YOUR INSTRUCTIONS: Update the items below by replacing every "Spot" with "Locate" and leaving everything else unchanged.

━━━━━ LISTED RECORDS

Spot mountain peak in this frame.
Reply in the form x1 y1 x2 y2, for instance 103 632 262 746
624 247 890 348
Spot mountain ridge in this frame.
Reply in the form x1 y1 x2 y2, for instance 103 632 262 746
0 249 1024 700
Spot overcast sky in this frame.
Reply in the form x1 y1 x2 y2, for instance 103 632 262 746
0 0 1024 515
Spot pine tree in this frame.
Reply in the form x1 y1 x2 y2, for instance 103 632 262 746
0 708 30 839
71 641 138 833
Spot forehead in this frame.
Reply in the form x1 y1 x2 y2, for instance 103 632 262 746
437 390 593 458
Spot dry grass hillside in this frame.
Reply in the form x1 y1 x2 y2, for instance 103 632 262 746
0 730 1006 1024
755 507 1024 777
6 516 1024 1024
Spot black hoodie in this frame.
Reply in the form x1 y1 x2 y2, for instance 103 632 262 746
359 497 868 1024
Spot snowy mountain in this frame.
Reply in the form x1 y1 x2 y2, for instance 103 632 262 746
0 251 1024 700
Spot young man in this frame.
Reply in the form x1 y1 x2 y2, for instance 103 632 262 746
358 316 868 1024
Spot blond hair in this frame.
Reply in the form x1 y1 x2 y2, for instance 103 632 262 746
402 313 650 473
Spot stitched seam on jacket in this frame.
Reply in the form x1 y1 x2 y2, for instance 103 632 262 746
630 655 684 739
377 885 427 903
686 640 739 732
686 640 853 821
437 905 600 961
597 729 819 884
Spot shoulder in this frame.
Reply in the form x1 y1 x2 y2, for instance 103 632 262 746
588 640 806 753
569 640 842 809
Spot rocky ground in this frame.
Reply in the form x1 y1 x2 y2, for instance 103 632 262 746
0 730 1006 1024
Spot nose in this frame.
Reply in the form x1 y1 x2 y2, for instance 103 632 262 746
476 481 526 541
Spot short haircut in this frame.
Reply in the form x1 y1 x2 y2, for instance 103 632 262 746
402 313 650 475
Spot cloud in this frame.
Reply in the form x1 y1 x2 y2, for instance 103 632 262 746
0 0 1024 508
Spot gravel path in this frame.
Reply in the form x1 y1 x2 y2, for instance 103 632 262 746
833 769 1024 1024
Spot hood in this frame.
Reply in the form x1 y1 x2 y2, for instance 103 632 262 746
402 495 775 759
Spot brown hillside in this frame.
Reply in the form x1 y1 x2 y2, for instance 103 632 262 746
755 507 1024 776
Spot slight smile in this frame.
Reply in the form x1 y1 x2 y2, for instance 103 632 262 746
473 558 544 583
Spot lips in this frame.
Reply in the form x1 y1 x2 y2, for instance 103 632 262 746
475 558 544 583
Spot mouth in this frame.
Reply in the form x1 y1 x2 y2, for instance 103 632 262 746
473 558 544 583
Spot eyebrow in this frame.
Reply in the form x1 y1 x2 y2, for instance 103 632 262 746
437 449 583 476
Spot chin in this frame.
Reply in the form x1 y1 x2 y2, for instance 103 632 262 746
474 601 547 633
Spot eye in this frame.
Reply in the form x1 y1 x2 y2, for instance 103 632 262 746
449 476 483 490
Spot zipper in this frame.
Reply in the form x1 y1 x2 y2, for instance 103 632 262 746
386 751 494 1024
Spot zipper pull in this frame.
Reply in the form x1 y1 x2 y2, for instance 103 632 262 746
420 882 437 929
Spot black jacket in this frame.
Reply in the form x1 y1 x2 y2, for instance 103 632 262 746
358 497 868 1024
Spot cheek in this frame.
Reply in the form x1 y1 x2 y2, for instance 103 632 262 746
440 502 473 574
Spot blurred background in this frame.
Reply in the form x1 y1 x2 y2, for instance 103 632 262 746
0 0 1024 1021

━━━━━━━━━━

ANSWER TO THE PROBLEM:
Locate mountain peak in this frame.
Reply in the form x1 y1 x2 y2, for instance 103 632 262 746
624 247 890 348
Locate mountain ridge in this frame.
Reply in the form x1 y1 x2 y2, for instance 103 632 262 746
0 249 1024 700
Locate overcast sky in this frame.
Reply in the form x1 y1 x2 y2, for instance 103 632 262 746
0 0 1024 515
Locate pine tree in this frame.
Reply in the form x1 y1 x2 y2, for instance 103 632 262 746
0 708 30 839
71 641 138 833
Locate forehead in this frame.
Reply in the form x1 y1 x2 y2, for instance 103 632 262 746
437 390 593 458
Locate dry grass hillside in this frame.
Reply in the form x1 y1 x2 y2, for instance 103 632 262 746
0 730 1006 1024
755 507 1024 777
6 516 1024 1024
Locate black hoodie in this frame.
Reply in the form x1 y1 x2 y2, for instance 103 632 262 746
359 497 868 1024
Locate snowy mountain in this frame.
Reply in the form x1 y1 x2 y2, for instance 103 632 262 746
0 251 1024 700
Locate young man in this frame.
Reply in the form x1 y1 x2 y2, for instance 103 632 262 746
358 316 868 1024
Locate blond hair in this frame.
Reply in the form x1 y1 x2 y2, for instance 103 632 262 746
402 313 650 473
Locate stitched seam on jacket in this frame.
Reply in the form x1 y1 x2 y2, for instance 103 632 262 746
630 655 684 739
377 885 427 903
686 640 739 732
686 640 853 821
437 905 600 961
597 729 819 884
Locate shoulder in this frame.
Reply in the form x1 y1 x2 y2, for instance 103 632 262 746
588 640 806 753
569 640 842 809
Locate rocky ground in this frame.
Reply in the form x1 y1 x2 y2, for instance 103 632 262 746
0 730 1006 1024
Locate nose in this frame.
Reply in the form x1 y1 x2 y2, for instance 103 632 262 746
476 481 526 541
Locate short haircut in this frame.
Reply in the form x1 y1 x2 y2, for instance 103 632 262 746
402 313 650 475
Locate cloud in this frame.
Reply in the form x1 y1 x2 y2, for instance 103 632 262 746
0 0 1024 508
Locate gravel path in this frame.
Reply in the form x1 y1 x2 y2, for instance 103 632 262 746
833 769 1024 1024
Locate hood in this frame.
Reply in the form x1 y1 x2 y2, for instance 103 632 262 746
402 495 775 759
Locate brown hillside in this frame.
Reply in the form x1 y1 x2 y2, for instance 103 632 262 746
755 507 1024 776
Locate slight smile in this frame.
Reply in the form x1 y1 x2 y2, for instance 103 632 262 746
473 558 544 583
Locate lips in this frame.
Reply in the form x1 y1 x2 y2, for instance 103 632 262 746
475 558 544 583
Locate mouth in this frame.
Reply in the form x1 y1 x2 y2, for instance 103 632 262 746
473 558 544 583
Locate eyebrow in this frame.
Reply in the form x1 y1 x2 y2, for instance 103 632 262 746
437 449 583 476
Locate chin in this frame.
Reply in the form x1 y1 x2 y2, for instance 103 632 262 746
474 601 547 633
Locate eye in this frame.
Reply in the form x1 y1 x2 y2, for instance 103 632 262 746
449 476 483 490
Locate zipper in this frame.
Reply in the form x1 y1 x2 y2, for instance 103 632 262 746
386 751 494 1024
Locate zipper pull in this frame.
Reply in the form x1 y1 x2 y2, for instance 103 632 262 746
420 882 437 929
Locate black jacket in this frame.
Reply in the form x1 y1 x2 y2, for instance 103 632 262 746
358 497 868 1024
Locate cheek in this frame.
Reply in the form x1 y1 x2 y2, for instance 103 632 262 746
440 502 473 574
Locate blurred background in this frame.
Reply in the form x1 y1 x2 y2, for instance 103 632 262 746
0 0 1024 1021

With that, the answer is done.